▶ **Task**
If a line in the records below contains the word "finger", return that line.

Region pointing data:
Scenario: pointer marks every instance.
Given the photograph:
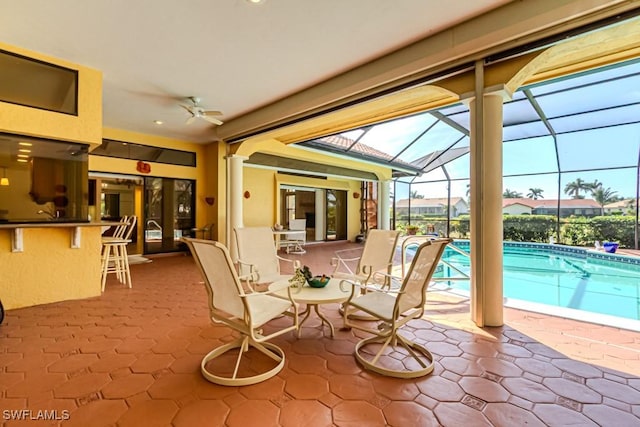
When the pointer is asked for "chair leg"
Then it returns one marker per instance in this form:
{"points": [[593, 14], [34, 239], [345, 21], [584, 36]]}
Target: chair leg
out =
{"points": [[242, 344], [415, 351]]}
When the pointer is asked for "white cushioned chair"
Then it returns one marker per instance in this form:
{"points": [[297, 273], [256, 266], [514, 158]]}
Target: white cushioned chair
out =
{"points": [[393, 309], [244, 312]]}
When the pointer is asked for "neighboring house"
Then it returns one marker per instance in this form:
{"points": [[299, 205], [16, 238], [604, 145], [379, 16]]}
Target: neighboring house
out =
{"points": [[626, 206], [568, 207], [432, 207]]}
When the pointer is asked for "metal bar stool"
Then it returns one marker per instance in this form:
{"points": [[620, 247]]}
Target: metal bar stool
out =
{"points": [[115, 258]]}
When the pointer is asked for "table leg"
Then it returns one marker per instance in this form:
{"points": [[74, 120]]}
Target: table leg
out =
{"points": [[306, 313], [324, 320]]}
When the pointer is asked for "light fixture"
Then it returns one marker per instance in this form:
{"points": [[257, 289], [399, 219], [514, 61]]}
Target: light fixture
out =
{"points": [[4, 180]]}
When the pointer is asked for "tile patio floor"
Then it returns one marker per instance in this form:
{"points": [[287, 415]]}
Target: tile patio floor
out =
{"points": [[131, 358]]}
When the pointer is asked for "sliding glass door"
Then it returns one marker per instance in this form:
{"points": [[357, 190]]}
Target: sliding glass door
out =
{"points": [[169, 213], [336, 215]]}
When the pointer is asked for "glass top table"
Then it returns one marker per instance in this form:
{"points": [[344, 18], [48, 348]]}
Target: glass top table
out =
{"points": [[313, 297]]}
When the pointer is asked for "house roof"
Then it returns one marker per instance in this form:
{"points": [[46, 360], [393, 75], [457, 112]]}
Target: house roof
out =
{"points": [[620, 204], [426, 202]]}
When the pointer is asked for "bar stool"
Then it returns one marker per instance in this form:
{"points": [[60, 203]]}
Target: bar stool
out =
{"points": [[115, 258]]}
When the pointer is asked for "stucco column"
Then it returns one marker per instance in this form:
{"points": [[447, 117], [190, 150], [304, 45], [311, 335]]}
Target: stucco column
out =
{"points": [[235, 187], [384, 204], [486, 206]]}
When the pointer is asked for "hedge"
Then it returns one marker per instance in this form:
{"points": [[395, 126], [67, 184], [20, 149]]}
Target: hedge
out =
{"points": [[574, 231]]}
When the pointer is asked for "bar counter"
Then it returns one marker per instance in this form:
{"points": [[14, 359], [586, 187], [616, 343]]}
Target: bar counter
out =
{"points": [[45, 262]]}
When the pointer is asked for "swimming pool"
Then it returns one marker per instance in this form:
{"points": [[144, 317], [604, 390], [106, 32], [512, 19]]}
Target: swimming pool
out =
{"points": [[572, 281]]}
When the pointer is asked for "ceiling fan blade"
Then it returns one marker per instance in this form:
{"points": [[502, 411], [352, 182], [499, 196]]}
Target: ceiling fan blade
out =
{"points": [[212, 120]]}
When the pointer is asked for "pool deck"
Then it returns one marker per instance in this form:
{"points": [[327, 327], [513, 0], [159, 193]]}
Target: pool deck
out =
{"points": [[131, 357], [632, 252]]}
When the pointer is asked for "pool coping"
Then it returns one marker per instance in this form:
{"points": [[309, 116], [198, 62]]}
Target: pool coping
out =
{"points": [[573, 250], [565, 312]]}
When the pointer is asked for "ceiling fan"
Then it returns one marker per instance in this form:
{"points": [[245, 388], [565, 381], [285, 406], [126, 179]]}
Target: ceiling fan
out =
{"points": [[198, 112]]}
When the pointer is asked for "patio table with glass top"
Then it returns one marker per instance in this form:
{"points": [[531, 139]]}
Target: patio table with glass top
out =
{"points": [[313, 297]]}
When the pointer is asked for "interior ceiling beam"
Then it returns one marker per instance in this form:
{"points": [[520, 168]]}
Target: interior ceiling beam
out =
{"points": [[513, 25]]}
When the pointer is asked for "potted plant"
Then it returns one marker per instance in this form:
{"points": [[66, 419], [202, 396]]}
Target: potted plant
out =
{"points": [[412, 230]]}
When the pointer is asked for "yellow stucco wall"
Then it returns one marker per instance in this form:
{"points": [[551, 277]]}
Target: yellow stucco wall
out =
{"points": [[262, 207], [128, 167], [86, 127], [49, 270]]}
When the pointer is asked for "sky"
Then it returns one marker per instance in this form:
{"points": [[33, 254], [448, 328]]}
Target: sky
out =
{"points": [[605, 103]]}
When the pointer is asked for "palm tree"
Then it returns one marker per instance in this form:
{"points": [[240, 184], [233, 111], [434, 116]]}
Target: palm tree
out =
{"points": [[511, 194], [603, 196], [574, 188], [535, 193]]}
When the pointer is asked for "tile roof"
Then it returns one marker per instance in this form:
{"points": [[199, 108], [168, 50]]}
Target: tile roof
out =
{"points": [[550, 203]]}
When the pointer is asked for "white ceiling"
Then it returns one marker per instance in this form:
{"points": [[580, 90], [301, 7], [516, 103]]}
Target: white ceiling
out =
{"points": [[234, 55]]}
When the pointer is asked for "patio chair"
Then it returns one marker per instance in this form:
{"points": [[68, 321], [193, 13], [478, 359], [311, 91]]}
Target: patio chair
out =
{"points": [[258, 259], [393, 309], [376, 257], [244, 312]]}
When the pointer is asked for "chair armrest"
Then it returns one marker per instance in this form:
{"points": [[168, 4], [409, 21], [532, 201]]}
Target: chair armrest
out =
{"points": [[295, 262]]}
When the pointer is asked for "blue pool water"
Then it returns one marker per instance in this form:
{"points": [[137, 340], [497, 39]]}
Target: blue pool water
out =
{"points": [[560, 276]]}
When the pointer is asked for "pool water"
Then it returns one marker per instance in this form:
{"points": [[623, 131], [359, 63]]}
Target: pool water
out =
{"points": [[570, 278]]}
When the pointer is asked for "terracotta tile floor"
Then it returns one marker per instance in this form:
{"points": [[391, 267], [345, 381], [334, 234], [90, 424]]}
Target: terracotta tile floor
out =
{"points": [[131, 358]]}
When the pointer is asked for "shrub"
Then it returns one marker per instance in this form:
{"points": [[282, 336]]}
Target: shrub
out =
{"points": [[528, 228], [614, 228]]}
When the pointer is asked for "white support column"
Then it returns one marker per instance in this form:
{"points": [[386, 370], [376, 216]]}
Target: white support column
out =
{"points": [[486, 204], [384, 204], [235, 194], [320, 214]]}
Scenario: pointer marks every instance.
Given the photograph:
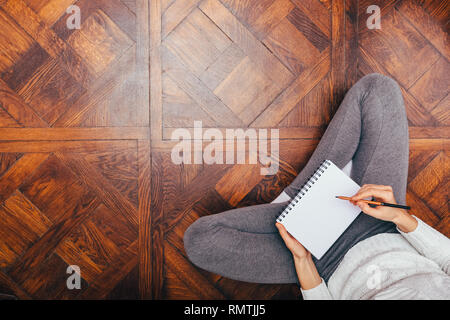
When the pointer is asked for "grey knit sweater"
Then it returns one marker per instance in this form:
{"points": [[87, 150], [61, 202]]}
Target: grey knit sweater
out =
{"points": [[414, 265]]}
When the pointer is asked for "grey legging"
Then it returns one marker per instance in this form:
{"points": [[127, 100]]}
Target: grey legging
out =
{"points": [[370, 128]]}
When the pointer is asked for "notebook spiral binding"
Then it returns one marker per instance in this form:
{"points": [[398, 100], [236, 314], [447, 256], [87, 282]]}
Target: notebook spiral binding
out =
{"points": [[304, 189]]}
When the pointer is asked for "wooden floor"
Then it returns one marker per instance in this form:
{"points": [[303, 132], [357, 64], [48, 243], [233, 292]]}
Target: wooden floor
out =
{"points": [[86, 116]]}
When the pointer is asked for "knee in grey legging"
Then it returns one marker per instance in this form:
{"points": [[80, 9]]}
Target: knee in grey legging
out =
{"points": [[370, 128]]}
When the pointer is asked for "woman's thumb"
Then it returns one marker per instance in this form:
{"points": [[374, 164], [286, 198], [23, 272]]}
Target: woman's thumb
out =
{"points": [[364, 206]]}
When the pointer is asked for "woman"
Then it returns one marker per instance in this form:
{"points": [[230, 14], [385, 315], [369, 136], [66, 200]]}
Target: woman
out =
{"points": [[385, 253]]}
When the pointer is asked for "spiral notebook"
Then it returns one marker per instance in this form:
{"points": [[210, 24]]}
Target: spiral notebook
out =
{"points": [[315, 217]]}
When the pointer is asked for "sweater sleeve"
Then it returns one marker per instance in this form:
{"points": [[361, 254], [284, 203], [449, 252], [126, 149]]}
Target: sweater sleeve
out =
{"points": [[317, 293], [430, 243]]}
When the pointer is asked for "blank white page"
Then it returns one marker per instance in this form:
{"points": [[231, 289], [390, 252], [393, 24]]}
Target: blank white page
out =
{"points": [[319, 218]]}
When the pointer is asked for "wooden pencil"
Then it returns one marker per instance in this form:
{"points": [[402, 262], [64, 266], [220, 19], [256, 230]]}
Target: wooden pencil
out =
{"points": [[378, 203]]}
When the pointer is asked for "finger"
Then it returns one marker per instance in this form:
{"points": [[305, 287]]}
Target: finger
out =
{"points": [[282, 230], [367, 209], [372, 192], [376, 186]]}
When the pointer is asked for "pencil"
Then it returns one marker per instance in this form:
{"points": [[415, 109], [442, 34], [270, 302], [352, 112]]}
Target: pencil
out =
{"points": [[378, 203]]}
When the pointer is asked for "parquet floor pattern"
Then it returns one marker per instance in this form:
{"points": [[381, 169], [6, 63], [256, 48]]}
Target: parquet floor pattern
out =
{"points": [[86, 117]]}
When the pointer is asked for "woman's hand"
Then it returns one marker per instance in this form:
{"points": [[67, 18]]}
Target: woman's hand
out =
{"points": [[400, 217], [297, 249], [304, 265]]}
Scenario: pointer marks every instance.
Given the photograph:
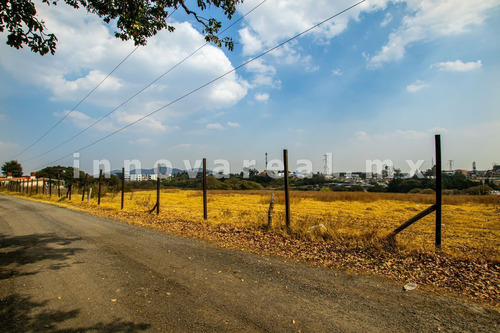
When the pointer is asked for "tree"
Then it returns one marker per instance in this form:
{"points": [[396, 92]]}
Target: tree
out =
{"points": [[13, 167], [135, 19]]}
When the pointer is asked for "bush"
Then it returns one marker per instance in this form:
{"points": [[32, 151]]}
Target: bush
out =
{"points": [[479, 190]]}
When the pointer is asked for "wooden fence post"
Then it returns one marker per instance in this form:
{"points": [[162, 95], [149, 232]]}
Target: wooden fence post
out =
{"points": [[58, 185], [287, 191], [158, 191], [70, 187], [123, 188], [99, 189], [84, 185], [204, 185], [270, 212], [439, 189]]}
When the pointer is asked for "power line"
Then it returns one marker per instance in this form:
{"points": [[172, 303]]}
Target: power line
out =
{"points": [[81, 101], [142, 90], [208, 83], [78, 104]]}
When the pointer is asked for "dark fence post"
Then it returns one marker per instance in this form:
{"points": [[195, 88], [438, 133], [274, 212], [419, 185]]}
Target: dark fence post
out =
{"points": [[204, 177], [439, 190], [158, 191], [99, 189], [287, 190], [84, 185], [123, 188]]}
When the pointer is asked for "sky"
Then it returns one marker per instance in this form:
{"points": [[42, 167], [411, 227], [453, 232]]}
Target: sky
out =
{"points": [[374, 83]]}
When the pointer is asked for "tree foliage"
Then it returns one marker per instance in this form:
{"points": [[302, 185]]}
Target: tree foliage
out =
{"points": [[135, 19], [13, 167]]}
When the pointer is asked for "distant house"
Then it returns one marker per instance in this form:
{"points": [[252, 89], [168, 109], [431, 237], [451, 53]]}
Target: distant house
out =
{"points": [[140, 177]]}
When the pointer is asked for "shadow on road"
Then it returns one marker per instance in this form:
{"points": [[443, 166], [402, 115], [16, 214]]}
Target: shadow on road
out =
{"points": [[18, 251], [21, 314]]}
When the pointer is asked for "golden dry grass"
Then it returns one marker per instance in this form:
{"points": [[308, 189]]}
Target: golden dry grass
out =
{"points": [[471, 224]]}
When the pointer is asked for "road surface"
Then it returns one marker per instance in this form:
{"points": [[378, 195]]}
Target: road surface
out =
{"points": [[66, 271]]}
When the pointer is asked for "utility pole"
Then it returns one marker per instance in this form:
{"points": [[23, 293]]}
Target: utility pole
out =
{"points": [[450, 163]]}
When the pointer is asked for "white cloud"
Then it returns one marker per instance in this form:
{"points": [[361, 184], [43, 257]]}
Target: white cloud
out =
{"points": [[427, 20], [262, 97], [416, 86], [387, 20], [215, 126], [141, 142], [463, 145], [279, 20], [336, 72], [116, 121], [181, 146], [87, 51], [263, 75], [458, 66], [251, 43]]}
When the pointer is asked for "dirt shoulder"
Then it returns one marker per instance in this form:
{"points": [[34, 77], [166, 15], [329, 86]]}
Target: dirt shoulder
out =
{"points": [[477, 280]]}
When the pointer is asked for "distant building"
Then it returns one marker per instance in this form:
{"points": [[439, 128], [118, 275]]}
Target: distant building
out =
{"points": [[140, 177]]}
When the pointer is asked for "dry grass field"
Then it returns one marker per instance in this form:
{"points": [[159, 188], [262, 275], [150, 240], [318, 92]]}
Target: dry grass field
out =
{"points": [[471, 224]]}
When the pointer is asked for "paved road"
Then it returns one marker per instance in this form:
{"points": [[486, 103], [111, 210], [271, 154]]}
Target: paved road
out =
{"points": [[65, 271]]}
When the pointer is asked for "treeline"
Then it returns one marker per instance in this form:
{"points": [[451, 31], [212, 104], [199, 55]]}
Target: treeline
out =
{"points": [[452, 184]]}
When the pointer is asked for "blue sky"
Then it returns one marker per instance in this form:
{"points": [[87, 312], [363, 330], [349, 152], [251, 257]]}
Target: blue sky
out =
{"points": [[376, 82]]}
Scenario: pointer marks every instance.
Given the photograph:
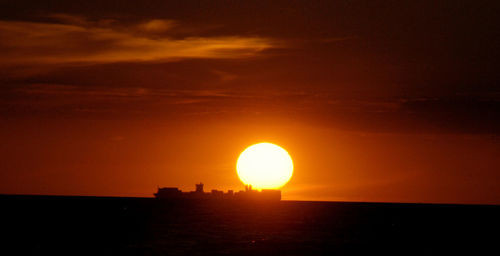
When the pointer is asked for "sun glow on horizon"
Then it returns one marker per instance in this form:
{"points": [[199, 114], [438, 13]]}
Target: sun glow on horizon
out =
{"points": [[265, 166]]}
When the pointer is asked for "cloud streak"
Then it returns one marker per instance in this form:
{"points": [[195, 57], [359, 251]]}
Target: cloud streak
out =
{"points": [[77, 41]]}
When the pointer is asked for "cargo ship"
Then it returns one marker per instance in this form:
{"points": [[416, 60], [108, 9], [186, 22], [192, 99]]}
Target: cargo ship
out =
{"points": [[199, 193]]}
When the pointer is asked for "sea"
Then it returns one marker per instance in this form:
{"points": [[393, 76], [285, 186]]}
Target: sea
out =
{"points": [[65, 225]]}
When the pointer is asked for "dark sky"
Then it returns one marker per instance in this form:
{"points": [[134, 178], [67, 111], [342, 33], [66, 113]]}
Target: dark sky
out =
{"points": [[374, 100]]}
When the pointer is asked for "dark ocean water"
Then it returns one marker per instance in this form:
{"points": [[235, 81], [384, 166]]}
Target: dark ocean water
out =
{"points": [[42, 225]]}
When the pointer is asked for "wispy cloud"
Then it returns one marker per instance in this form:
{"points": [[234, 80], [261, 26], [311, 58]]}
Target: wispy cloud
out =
{"points": [[75, 40]]}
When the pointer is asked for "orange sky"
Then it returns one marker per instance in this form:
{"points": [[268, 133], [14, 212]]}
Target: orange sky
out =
{"points": [[374, 101]]}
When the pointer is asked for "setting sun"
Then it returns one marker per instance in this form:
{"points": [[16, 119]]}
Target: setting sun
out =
{"points": [[264, 166]]}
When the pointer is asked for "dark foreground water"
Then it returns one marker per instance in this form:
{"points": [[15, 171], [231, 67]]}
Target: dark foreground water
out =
{"points": [[40, 225]]}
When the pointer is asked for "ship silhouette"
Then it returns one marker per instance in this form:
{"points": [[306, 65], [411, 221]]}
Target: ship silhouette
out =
{"points": [[199, 193]]}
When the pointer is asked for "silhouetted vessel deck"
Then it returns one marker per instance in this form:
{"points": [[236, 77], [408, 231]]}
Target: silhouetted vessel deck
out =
{"points": [[247, 194]]}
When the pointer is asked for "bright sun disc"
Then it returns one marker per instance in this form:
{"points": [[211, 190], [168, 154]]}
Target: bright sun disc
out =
{"points": [[265, 166]]}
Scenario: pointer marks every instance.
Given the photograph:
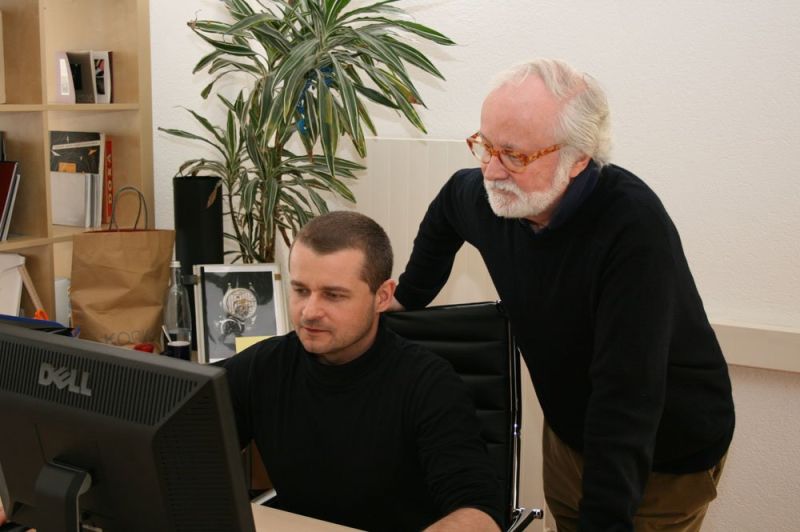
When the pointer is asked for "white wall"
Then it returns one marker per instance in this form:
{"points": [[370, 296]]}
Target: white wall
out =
{"points": [[706, 110]]}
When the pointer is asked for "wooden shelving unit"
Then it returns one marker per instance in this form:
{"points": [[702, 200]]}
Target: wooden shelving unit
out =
{"points": [[33, 31]]}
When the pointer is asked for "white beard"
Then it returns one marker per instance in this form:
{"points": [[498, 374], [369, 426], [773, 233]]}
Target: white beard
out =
{"points": [[514, 203]]}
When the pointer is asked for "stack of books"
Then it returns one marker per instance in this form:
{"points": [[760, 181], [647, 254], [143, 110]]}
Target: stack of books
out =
{"points": [[81, 182]]}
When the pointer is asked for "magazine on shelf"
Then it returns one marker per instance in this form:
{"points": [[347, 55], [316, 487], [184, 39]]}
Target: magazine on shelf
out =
{"points": [[10, 198]]}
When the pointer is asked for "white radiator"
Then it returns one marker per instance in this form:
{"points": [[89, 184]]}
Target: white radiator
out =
{"points": [[402, 177]]}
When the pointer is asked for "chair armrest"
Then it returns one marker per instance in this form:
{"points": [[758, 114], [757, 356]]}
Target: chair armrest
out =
{"points": [[523, 517], [264, 497]]}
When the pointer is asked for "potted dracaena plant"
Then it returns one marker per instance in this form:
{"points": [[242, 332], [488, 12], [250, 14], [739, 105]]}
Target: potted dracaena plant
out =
{"points": [[312, 68]]}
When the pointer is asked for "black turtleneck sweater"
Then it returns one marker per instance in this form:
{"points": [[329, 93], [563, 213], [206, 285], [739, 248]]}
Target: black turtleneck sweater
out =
{"points": [[389, 441], [602, 303]]}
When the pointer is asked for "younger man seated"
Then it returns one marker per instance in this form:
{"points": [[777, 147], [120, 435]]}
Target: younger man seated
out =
{"points": [[356, 425]]}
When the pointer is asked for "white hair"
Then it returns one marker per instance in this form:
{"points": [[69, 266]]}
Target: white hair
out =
{"points": [[584, 124]]}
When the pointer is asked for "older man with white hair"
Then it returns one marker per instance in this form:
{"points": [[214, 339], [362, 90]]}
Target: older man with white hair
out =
{"points": [[631, 379]]}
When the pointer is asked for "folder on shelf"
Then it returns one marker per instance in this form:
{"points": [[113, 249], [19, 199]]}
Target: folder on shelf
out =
{"points": [[2, 64], [83, 76], [78, 188], [65, 88], [101, 65], [82, 70]]}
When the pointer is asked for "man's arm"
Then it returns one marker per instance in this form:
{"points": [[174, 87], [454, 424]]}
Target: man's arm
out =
{"points": [[465, 520], [438, 240]]}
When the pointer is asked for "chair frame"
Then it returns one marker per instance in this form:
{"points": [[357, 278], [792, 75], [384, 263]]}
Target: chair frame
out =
{"points": [[519, 517]]}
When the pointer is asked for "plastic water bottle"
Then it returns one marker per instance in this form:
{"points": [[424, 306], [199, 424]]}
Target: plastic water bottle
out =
{"points": [[177, 314]]}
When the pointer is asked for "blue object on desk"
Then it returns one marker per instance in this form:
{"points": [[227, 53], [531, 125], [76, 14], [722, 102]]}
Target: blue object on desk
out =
{"points": [[48, 326]]}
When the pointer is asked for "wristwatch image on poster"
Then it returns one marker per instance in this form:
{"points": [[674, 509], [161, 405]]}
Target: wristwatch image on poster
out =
{"points": [[236, 301]]}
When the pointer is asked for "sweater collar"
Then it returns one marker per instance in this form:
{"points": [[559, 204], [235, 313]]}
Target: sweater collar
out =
{"points": [[578, 190]]}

▶ **Response to this task**
When the pointer is asked for "finger"
Target: finger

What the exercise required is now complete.